- _PROMPT_:
Word by word and line by line, write out all of the records.

- _DATASET ENTRIES_:
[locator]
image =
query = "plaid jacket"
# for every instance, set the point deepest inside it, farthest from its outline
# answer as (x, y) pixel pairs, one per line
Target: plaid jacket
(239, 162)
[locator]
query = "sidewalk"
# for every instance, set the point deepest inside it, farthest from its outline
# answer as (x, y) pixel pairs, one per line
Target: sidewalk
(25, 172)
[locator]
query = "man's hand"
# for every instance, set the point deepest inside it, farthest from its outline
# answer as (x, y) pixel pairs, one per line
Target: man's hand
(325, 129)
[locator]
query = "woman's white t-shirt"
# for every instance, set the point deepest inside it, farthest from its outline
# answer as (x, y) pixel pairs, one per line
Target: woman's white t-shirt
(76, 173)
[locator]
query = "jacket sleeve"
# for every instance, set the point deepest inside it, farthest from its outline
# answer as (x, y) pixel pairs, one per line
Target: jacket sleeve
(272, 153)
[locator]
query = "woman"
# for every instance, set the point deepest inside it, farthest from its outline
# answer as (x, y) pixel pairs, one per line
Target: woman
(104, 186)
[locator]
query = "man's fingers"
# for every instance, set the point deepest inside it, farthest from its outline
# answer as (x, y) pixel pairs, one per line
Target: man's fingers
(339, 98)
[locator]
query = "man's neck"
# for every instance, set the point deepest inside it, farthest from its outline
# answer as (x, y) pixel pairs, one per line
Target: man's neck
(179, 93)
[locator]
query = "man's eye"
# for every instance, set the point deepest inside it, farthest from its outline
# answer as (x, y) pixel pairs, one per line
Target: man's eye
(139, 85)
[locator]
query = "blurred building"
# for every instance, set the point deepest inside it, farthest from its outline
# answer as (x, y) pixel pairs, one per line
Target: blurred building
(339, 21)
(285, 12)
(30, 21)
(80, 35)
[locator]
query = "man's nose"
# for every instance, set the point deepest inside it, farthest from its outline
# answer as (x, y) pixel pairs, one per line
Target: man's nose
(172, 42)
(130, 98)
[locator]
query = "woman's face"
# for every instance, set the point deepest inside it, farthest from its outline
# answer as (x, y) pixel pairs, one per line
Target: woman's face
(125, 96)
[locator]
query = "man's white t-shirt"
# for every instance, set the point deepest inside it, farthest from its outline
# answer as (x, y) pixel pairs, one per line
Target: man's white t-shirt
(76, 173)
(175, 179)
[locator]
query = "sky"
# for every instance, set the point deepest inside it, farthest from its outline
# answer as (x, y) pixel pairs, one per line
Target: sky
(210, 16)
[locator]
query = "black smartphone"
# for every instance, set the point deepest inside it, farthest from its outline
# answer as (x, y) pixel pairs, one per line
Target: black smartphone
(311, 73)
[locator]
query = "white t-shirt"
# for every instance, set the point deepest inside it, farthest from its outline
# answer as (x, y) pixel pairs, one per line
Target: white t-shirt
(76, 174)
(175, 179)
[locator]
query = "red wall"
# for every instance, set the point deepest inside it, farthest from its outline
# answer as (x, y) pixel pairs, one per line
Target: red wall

- _WRITTEN SOLUTION_:
[locator]
image =
query = "plaid jacket"
# for every instance, set the point deepest inside it, farthest from its outline
# answer as (x, y) pixel pairs, one per line
Target: plaid jacket
(239, 162)
[locator]
query = "sidewalk"
# for every instance, set the point deepest inside it, farthest from its outline
# answer as (x, y) pixel pairs, one per line
Target: sidewalk
(25, 172)
[locator]
query = "man's hand"
# for every instance, set the point deepest inside it, farthest from its outline
# answer as (x, y) pixel pairs, one per line
Target: man's hand
(325, 129)
[locator]
query = "woman's white t-shirt"
# for every instance, set the point deepest inside it, farthest from its outline
# answer as (x, y) pixel pairs, one per line
Target: woman's white t-shirt
(76, 173)
[locator]
query = "jacket sleeve"
# for every instance, set the point deepest inside it, farthest from its outline
# answer as (x, y) pixel pairs, one per line
Target: jacket sleeve
(272, 153)
[locator]
query = "woman"
# for every instance, set the point deepest inside it, farthest from its outline
# answer as (x, y) pixel pairs, one per line
Target: woman
(104, 186)
[locator]
query = "man's fingers"
# for every instance, set the point deepest inside it, farthest from its outline
# answer as (x, y) pixel pairs, one per line
Target: man's fingers
(339, 98)
[locator]
query = "man's neck"
# for every instance, set the point deepest inside it, farthest from its outline
# answer as (x, y) pixel pairs, one per line
Target: man's neck
(179, 93)
[locator]
query = "man's eye"
# for every instance, set the point deepest inside it, farthest from its outline
# answer as (x, y) pixel pairs, one per line
Target: man's eye
(139, 85)
[locator]
query = "blurred building"
# for every instance, set the point deepest inside it, farthest from its outline
# answer as (x, y) pixel pairs, one per line
Target: blurred building
(339, 21)
(285, 12)
(30, 21)
(80, 35)
[locator]
query = "man's nose"
# for every instance, set the point deepest inside it, farthest from its outline
# answer as (x, y) pixel pairs, one per line
Target: man's nose
(172, 42)
(130, 98)
[locator]
query = "woman's face"
# for every instance, set the point deepest inside it, farthest from its outline
# answer as (x, y) pixel pairs, one per line
Target: woman's face
(125, 96)
[locator]
query = "man's white t-shirt"
# for every instance, set the point deepest inside it, farthest from its outline
# answer as (x, y) pixel pairs, one per line
Target: man's white t-shirt
(76, 173)
(175, 179)
[locator]
query = "sky"
# for every instance, set the point deepest inside it, farthest from its outline
# answer as (x, y) pixel pairs, one per line
Target: sky
(210, 16)
[locator]
query = "black smartphone"
# for every instance, set the point deepest inside it, farthest from its outline
# answer as (x, y) pixel pairs, one per line
Target: black smartphone
(311, 73)
[locator]
query = "white t-shirt"
# for every instance, set the point deepest inside it, farthest from its outline
# answer as (x, y) pixel pairs, one per line
Target: white t-shirt
(76, 174)
(175, 179)
[locator]
query = "red wall"
# for every instance, set the point deepest inside it, farthest from its outline
# answer as (x, y) pixel pairs, one per line
Target: red wall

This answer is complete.